begin Dataset
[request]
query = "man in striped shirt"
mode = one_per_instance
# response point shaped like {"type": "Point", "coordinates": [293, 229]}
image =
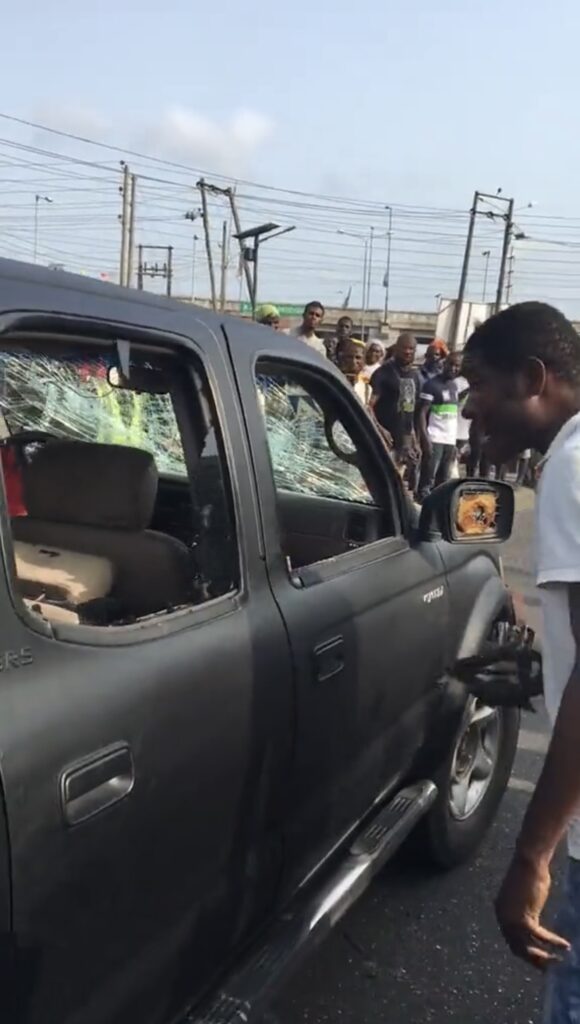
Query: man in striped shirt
end Dataset
▶ [Exercise requirements]: Render each line of the records above as a numbered list, skipping any blank lines. Leave the pictures out of your answer.

▶ [Task output]:
1. [request]
2. query = "man in striped shirt"
3. mode = one_per_instance
4. # response point shaped like {"type": "Point", "coordinates": [293, 229]}
5. image =
6. Query: man in striped shirt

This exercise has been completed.